Emin’s work has an immediacy and often sexually provocative attitude that firmly locates her oeuvre within the tradition of feminist discourse. By re-appropriating conventional handicraft techniques—or ‘women’s work’—for radical intentions, Emin’s work resonates with the feminist tenets of the ‘personal as political’. In Everyone I’ve Ever Slept With, Emin used the process of appliqué to inscribe the names of lovers, friends, and family within a small tent, into which the viewer had to crawl inside, becoming both voyeur and confidante. Her interest in the work of Edvard Munch and Egon Schiele particularly inform Emin’s paintings, monoprints, and drawings, which explore complex personal states and ideas of self-representation through manifestly expressionist styles and themes.

DATA EXTRACT:
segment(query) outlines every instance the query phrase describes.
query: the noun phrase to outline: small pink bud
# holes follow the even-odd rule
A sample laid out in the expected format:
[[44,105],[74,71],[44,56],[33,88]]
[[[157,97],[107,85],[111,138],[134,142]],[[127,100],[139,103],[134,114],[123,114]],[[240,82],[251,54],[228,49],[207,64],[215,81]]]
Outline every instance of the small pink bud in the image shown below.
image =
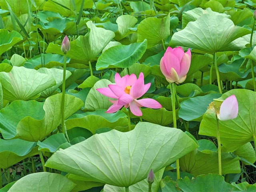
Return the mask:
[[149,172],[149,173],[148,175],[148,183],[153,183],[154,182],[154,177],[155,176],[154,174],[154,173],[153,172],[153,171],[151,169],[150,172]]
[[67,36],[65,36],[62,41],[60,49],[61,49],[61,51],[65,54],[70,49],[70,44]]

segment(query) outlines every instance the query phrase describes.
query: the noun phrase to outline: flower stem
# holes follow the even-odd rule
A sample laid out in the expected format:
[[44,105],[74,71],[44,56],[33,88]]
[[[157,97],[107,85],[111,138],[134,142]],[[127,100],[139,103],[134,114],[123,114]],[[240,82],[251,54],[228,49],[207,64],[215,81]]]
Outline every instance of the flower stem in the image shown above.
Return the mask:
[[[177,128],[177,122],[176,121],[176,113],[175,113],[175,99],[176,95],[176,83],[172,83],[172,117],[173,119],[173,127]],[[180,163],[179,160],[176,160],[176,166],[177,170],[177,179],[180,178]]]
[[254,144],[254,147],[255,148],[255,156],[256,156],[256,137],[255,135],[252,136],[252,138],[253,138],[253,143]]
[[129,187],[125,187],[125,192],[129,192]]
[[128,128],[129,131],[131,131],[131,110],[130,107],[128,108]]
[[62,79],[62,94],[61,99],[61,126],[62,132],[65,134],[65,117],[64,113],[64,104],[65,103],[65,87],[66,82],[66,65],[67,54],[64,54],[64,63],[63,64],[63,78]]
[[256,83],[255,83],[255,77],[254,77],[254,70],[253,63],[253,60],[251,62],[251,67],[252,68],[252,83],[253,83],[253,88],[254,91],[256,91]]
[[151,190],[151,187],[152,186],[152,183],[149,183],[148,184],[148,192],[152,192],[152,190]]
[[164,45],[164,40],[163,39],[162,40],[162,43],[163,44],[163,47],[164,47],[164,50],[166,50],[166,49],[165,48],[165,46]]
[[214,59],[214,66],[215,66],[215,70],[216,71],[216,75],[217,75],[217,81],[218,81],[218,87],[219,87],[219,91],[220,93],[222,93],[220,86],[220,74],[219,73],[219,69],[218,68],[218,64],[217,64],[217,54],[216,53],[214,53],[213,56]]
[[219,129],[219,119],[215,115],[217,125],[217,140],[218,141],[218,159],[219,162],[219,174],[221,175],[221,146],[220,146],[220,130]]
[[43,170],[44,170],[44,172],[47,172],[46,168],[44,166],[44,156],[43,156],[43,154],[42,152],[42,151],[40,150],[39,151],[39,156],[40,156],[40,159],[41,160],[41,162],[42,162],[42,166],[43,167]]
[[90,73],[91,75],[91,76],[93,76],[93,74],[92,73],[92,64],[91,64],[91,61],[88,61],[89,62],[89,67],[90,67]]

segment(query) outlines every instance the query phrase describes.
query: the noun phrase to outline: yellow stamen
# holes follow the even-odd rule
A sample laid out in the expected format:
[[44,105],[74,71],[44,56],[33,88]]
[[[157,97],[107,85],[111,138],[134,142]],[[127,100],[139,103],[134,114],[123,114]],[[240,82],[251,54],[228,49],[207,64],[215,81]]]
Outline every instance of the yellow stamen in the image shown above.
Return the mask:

WHAT TO WORK ON:
A. Translate this sentence from the passage on Emin's art into Spanish: "By re-appropriating conventional handicraft techniques—or ‘women’s work’—for radical intentions, Emin’s work resonates with the feminist tenets of the ‘personal as political’."
B. Pick up the passage on Emin's art after its final sentence and extend it with a further paragraph.

RESULTS BY TASK:
A. Al reapropiarse de técnicas artesanales convencionales —o «trabajo de mujeres»— con intenciones radicales, la obra de Emin resuena con los principios feministas de «lo personal como político».

B.
Emin was born in London in 1963, and studied at Maidstone College of Art and the Royal College of Art, London. She has exhibited extensively internationally, including solo exhibitions How It Feels, Malba, Buenos Aires (2012); She Lay Down Deep Beneath the Sea, Turner Contemporary, Margate (2012); Love is What You Want, Hayward Gallery, London (2011); Do Not Abandon Me, Hauser & Wirth, London (with Louise Bourgeois) (2011); and Walking with Tears, Royal Academy of Art, London (2010). In 2008 Emin held her first major retrospective, Tracey Emin 20 Years, at the Scottish National Gallery of Modern Art, which subsequently toured to Centro de Arte Contemporaneo, Malaga (2008) and Kunstmuseum Bern (2009). Previous major shows include This is Another Place, Modern Art Oxford, Oxford (2002); Ten Years. Tracey Emin, Stedelijk Museum, Amsterdam (2002); I Need Art Like I Need God, South London Gallery, London (1997); and Gesellschaft für Aktuelle Kunst, Bremen (1998). She has also participated in a number of major international group exhibitions in Holland, Germany, Switzerland, Spain, Japan, Australia, The United States, and Chile. In 2007 Emin represented Britain at the 52nd Venice Biennale, was made a Royal Academician and was awarded an Honorary Doctorate from the Royal College of Art, London, a Doctor of Letters from the University of Kent, and Doctor of Philosophy from London Metropolitan University. She lives and works in London.